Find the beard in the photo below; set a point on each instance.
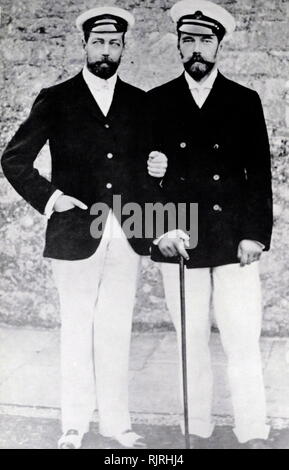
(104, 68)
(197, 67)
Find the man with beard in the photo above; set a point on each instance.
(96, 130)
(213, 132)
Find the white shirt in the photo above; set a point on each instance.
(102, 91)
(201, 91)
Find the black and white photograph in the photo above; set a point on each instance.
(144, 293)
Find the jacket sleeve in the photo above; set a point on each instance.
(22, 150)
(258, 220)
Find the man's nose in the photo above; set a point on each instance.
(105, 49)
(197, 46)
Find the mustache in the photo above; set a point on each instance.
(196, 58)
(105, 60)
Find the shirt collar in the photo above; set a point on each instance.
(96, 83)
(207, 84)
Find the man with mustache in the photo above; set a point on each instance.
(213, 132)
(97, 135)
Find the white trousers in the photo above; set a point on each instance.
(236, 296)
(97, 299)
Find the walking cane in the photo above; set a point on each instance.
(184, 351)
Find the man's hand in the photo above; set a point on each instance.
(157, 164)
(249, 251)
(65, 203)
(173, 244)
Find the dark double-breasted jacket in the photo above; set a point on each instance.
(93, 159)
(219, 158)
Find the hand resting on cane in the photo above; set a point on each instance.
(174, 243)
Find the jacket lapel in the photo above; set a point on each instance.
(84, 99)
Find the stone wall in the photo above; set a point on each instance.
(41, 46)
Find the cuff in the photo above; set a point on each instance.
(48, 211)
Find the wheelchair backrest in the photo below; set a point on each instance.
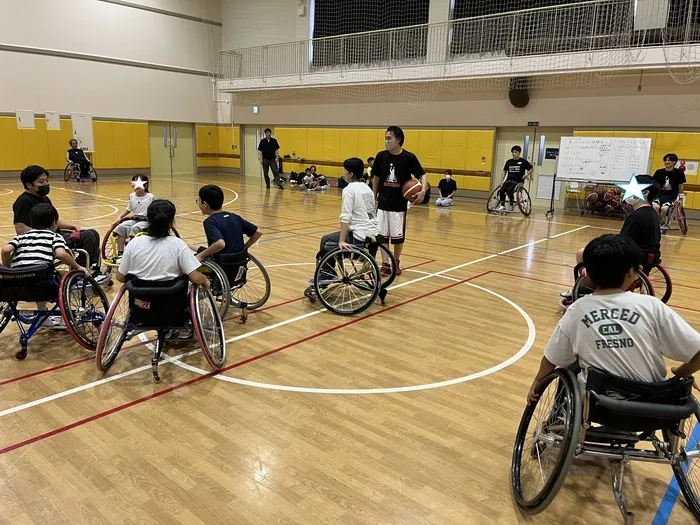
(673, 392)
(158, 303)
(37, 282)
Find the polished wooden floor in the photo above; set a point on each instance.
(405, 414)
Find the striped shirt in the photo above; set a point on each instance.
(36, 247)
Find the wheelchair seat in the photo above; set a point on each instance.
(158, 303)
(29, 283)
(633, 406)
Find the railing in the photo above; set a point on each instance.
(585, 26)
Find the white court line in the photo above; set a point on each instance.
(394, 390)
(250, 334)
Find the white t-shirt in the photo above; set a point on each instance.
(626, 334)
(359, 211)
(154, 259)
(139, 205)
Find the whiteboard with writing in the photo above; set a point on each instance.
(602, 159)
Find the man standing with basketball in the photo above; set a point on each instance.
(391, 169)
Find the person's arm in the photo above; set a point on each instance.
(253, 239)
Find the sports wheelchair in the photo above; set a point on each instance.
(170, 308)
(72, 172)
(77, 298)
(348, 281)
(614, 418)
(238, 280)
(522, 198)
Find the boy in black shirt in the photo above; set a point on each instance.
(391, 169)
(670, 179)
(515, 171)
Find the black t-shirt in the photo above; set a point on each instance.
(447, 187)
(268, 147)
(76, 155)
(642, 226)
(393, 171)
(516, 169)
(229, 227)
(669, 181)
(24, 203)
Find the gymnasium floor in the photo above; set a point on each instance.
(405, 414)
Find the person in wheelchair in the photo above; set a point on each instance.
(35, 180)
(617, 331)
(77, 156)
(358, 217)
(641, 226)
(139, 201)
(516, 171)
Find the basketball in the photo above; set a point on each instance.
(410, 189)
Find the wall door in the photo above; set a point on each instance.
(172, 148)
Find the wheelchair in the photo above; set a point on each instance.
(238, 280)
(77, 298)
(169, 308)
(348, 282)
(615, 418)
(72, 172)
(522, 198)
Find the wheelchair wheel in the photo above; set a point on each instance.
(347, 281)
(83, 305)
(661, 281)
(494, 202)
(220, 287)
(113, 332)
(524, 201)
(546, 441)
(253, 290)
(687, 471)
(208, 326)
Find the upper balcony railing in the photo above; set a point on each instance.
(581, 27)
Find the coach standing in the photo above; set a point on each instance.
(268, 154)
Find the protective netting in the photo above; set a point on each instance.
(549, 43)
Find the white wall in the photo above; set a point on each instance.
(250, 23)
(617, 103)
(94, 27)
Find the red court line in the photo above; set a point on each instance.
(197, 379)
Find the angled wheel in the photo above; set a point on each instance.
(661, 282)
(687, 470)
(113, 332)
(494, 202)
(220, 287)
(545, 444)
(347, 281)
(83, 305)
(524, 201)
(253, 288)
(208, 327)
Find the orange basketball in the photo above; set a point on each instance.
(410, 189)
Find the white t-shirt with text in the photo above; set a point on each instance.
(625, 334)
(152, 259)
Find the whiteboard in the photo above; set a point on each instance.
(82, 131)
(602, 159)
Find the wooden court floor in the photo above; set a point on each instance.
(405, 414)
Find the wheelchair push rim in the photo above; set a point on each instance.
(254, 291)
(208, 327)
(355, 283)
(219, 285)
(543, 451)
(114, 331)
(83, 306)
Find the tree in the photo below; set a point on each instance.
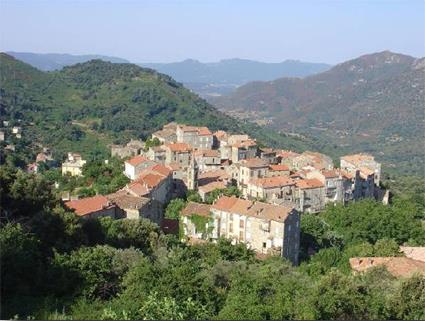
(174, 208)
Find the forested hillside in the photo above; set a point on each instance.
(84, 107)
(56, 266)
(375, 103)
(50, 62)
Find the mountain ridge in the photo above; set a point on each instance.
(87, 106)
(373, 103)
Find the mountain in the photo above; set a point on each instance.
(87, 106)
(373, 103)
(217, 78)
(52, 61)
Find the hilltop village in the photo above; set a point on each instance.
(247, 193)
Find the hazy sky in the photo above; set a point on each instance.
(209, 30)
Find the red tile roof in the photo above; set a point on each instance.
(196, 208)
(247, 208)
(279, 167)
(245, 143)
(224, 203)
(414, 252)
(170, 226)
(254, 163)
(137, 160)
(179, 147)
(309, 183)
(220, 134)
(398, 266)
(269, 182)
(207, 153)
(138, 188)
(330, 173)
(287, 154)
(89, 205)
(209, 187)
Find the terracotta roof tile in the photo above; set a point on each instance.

» **Task prompt**:
With the pictures omitted, the records above are to be repeated exactly.

» **Exercise solution**:
Find the beard in the photo below; set a point on each instance.
(104, 68)
(197, 67)
Find the man with beard in the photo above; set a point on each instance.
(96, 130)
(213, 132)
Find the white shirt in the photo above; set a point on each instance.
(102, 91)
(201, 91)
Find the black and white photograph in the photo above; set a point on each instance.
(144, 293)
Find the jacket sleeve in the photo above; set a point on each instance.
(22, 150)
(258, 220)
Find the man's nose in the photo above; set a point on each instance.
(105, 49)
(197, 46)
Find the mustache in the photo above; set a point on each instance.
(196, 58)
(105, 60)
Find the shirt collar in the photo above; set a point on each instance.
(96, 83)
(207, 84)
Find the man with mustache in the photo above; set a point on each instance.
(213, 132)
(97, 135)
Find the white trousers in the photo above; set a point on each instance.
(236, 296)
(97, 299)
Find the walking cane in the photo above; set a point on each instance.
(184, 351)
Find the man's hand in the photo above; set a point on each instance.
(157, 164)
(249, 251)
(65, 203)
(173, 244)
Find the dark double-breasted jacket in the photo above; set a point on each instance.
(93, 159)
(219, 158)
Find the hand resting on cane in the photo above; set a point on each instance.
(174, 243)
Find the jacket lapel in the photo above; set a point on each instance.
(84, 99)
Find the stone wall in the photo above; set a point on each instance.
(41, 46)
Find the cuff in the photo above; set a point on each instance.
(48, 211)
Find the wheelchair backrest in the photo below; set a point on each instance.
(673, 392)
(158, 303)
(37, 282)
Find the polished wooden floor in the photo above; set a point on each instance.
(405, 414)
Find the striped shirt in the photo above; set a point on each instance.
(36, 247)
Find the wheelchair seat in the photo above; set a point on each instance.
(158, 303)
(29, 283)
(633, 406)
Find the railing in the photo above; set a point on each instance.
(585, 26)
Find the white court line in the photo above; set a point on each instance.
(394, 390)
(250, 334)
Find the white t-shirt in the photo above; set a point on each instance.
(626, 334)
(359, 211)
(154, 259)
(139, 205)
Find the whiteboard with writing in the photo above; set a point on each instance.
(602, 159)
Find the man standing with basketball in the photo above; set a point on each instance.
(391, 169)
Find the person's arm in the photo above; set a point on each instance.
(253, 239)
Find the sports wheelchair in the photo above; set a point on each instance.
(170, 308)
(72, 172)
(77, 298)
(348, 281)
(614, 418)
(238, 280)
(522, 198)
Find the boy in black shirt in the photo above; set a point on each instance.
(391, 169)
(670, 179)
(515, 171)
Find the black t-shirt in the photo above; set a point on each instance.
(447, 187)
(268, 147)
(76, 155)
(642, 226)
(393, 171)
(516, 169)
(229, 227)
(669, 181)
(24, 203)
Find the gymnasium floor in the photo above; set a point on each instance.
(405, 414)
Find the person in wheelchair in the photo above; set a point on each instance.
(35, 180)
(617, 331)
(77, 156)
(358, 217)
(641, 226)
(139, 201)
(516, 171)
Find the basketball in the photo above; set a point on each instance.
(410, 189)
Find the wall door in the photo above; set a point on each instance.
(172, 148)
Find the wheelchair in the photo above; set a point on each instance.
(238, 280)
(77, 298)
(169, 308)
(348, 282)
(615, 418)
(72, 172)
(522, 198)
Find the wheelchair wheel in the photo above; set a point on each instance.
(347, 281)
(83, 305)
(661, 281)
(494, 202)
(220, 287)
(113, 332)
(524, 201)
(546, 441)
(253, 290)
(687, 471)
(208, 326)
Find the upper balcony railing in the photo above; set a point on each instance.
(581, 27)
Find the coach standing in the photo above; set a point on each instance.
(268, 154)
Find the protective netting in the photo above; set a point on each instance.
(549, 43)
Find the white wall in the photo above; set a point on each instance.
(250, 23)
(617, 103)
(94, 27)
Find the red court line in the photo above; set a point on each instance.
(197, 379)
Find the angled wheel in the photo above; set a point on each instance.
(661, 282)
(687, 470)
(113, 332)
(494, 202)
(220, 287)
(545, 444)
(347, 281)
(83, 305)
(524, 201)
(253, 288)
(208, 327)
Find the orange basketball in the photo above; set a point on each instance.
(410, 189)
Find the white t-shirt with text in the photo above; set a point on each instance.
(625, 334)
(152, 259)
Find the whiteboard in the photo above; set a point on each instance.
(82, 131)
(602, 159)
Find the wooden court floor in the photo above; set a point on each instance.
(405, 414)
Find the wheelchair push rim in the photo above; set a point on each instance.
(254, 291)
(208, 327)
(355, 283)
(219, 285)
(543, 451)
(114, 331)
(83, 306)
Find the tree in the photo below; set a point on each instance.
(174, 208)
Find the forested hillside in the photo above; set a point on each instance.
(84, 107)
(56, 266)
(375, 103)
(50, 62)
Find the mountain ridge in the photo above; set a point on each instance.
(87, 106)
(373, 103)
Find the mountain in the photo above; set a point on each instance.
(87, 106)
(373, 103)
(217, 78)
(52, 61)
Find the hilltop village in the photo above; set a point on each instance.
(247, 193)
Find the hazy sky in the photo above; set a point on each instance.
(209, 30)
Find the red tile roof in the photo above; set a point on each instance.
(196, 208)
(247, 208)
(279, 167)
(245, 143)
(224, 203)
(414, 252)
(170, 226)
(254, 163)
(137, 160)
(179, 147)
(309, 183)
(220, 134)
(398, 266)
(269, 182)
(207, 153)
(138, 188)
(330, 173)
(287, 154)
(89, 205)
(209, 187)
Find the terracotta roof tile in the photo above; set a point on each instance.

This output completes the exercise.